▶ _Passage given_:
◇ ◇ ◇ ◇ ◇
<table style="font-size: 1em; padding: 0; margin: 0;">

<tr style="vertical-align: top; padding: 0; margin: 0;background-color: #ffffff">
        <td style="vertical-align: top; padding: 0; margin: 0; padding-right: 15px;">
    <p style="background: #182AEB; color:#ffffff; text-align:justify; padding: 10px 25px;">
        <strong style="font-size: 1.0em;"><span style="font-size: 1.2em;"><span style="color: #ffffff;">The Coastal Grain Size Portal (C-GRASP) dataset <br/><em>Will Speiser, Daniel Buscombe, Evan Goldstein</em></strong><br/><br/>
        <strong>> Interpolate Percentiles from Other Dataset Percentiles </strong><br/>
    </p>                       
        
<p style="border: 1px solid #ff5733; border-left: 15px solid #ff5733; padding: 10px; text-align:justify;">
    <strong style="color: #ff5733">The purpose of this notebook</strong>  
    <br/><font color=grey> TThis notebook will output a dataframe containing all of the data from a chosen C-GRASP dataset with  new fields containing an estimated percent error for interpolation of distribution percentiles. This will only be calculated for samples where distribution percentile values are included in the source dataset, as that is the only way to establish a "known" value. As C-Grasp file sizes vary completion of this task will vary with internet connectivity and computer processing power.<font><br/>
    <br/><font color=grey> This notebook provides simple code that estimates the percent error for various interpolated distribution values in the C-Grasp dataset.<font><br/>    
    <br/><font color=grey> To do so, a user choose a CGRASP dataset of choice . <font><br/>
    <br/><font color=grey> The notebook then runs loops through each sample with known distribution percentile values, recalculates that value and calculates an estimate for percent error of the scipy interpolation function (see the "sample_compute_percentile" notebook).<font><br/>    
    </p>

In [None]:
import pandas as pd
import scipy
from scipy.interpolate import interp1d
import requests
import ipywidgets
import math
import numpy as np
import matplotlib.pyplot as plt

#### Select a dataset

In [None]:
#Dataset collection widget
zen=ipywidgets.Select(
    options=['Entire Dataset', 'Estimated Onshore Data', 'Verified Onshore Data', 'Verified Onshore Post 2012 Data'],
    value='Entire Dataset',
    # rows=10,
    description='Dataset:',
    disabled=False
)
◇ ◇ ◇ ◇ ◇
▶ _Dataset extract_:
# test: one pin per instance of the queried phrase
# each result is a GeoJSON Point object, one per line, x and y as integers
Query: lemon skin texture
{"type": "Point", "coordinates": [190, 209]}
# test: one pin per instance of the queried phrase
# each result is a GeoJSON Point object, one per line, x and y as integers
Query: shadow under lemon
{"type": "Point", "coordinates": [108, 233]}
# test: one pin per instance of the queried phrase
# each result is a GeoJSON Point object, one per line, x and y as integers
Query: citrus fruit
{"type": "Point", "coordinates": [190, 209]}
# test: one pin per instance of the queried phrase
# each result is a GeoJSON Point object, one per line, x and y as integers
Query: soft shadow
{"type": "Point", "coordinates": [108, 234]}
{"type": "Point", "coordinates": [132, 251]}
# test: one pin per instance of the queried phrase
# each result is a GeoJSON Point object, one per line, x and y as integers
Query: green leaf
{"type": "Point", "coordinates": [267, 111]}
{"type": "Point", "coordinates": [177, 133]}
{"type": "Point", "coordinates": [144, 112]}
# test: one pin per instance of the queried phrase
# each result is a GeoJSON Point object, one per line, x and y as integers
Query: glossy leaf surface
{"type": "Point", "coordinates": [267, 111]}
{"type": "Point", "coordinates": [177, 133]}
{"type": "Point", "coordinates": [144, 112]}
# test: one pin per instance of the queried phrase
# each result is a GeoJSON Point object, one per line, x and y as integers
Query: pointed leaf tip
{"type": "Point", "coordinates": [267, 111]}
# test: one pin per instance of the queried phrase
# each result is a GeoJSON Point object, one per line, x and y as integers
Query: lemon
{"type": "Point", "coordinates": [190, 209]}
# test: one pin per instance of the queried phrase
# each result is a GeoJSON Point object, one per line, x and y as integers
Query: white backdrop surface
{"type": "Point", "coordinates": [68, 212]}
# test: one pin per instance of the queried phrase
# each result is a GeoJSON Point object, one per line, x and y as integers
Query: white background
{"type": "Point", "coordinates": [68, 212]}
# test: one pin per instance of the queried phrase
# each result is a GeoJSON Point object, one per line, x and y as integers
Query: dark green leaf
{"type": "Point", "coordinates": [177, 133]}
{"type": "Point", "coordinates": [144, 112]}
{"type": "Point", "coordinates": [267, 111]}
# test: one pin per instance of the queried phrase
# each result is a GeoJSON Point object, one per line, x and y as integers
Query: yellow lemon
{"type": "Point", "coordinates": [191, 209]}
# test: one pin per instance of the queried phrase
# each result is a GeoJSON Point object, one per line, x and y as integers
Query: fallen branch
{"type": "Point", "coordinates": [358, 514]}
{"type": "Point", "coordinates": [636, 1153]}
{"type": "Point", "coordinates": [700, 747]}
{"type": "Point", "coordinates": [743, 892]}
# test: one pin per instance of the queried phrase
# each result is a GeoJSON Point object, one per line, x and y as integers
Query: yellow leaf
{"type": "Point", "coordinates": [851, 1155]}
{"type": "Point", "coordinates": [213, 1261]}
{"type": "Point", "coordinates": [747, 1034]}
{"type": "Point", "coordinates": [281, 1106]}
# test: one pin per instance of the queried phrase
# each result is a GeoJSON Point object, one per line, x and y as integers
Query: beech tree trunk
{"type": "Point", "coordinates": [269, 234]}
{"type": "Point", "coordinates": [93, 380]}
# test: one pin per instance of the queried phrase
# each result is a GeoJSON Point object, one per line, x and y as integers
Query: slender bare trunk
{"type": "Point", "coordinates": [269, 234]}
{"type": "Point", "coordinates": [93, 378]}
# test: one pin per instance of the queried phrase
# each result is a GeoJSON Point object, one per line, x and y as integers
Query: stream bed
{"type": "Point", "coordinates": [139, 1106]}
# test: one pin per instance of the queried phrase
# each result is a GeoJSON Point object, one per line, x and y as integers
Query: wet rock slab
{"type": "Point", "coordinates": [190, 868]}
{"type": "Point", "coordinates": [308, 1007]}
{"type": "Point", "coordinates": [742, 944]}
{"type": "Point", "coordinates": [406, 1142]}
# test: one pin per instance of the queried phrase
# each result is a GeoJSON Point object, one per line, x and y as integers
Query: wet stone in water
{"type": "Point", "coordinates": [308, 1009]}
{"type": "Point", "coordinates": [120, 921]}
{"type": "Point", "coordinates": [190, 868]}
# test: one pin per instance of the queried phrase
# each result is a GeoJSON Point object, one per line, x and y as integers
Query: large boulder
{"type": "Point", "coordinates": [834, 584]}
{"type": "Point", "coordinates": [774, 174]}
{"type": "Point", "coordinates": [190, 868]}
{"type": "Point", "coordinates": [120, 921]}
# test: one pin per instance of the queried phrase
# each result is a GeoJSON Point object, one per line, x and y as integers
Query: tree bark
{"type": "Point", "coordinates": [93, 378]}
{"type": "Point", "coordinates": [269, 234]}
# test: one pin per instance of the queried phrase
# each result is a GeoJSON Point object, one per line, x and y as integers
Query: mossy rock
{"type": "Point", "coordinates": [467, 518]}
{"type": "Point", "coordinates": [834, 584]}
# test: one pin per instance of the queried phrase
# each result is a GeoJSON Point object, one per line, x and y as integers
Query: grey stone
◇ ◇ ◇ ◇ ◇
▶ _Exercise instructions_:
According to the C-GRASP notebook, for which samples is the estimated percent error calculated? The items come from a source unrelated to the C-GRASP notebook.

▶ _Solved problem_:
Only for samples whose distribution percentile values are included in the source dataset.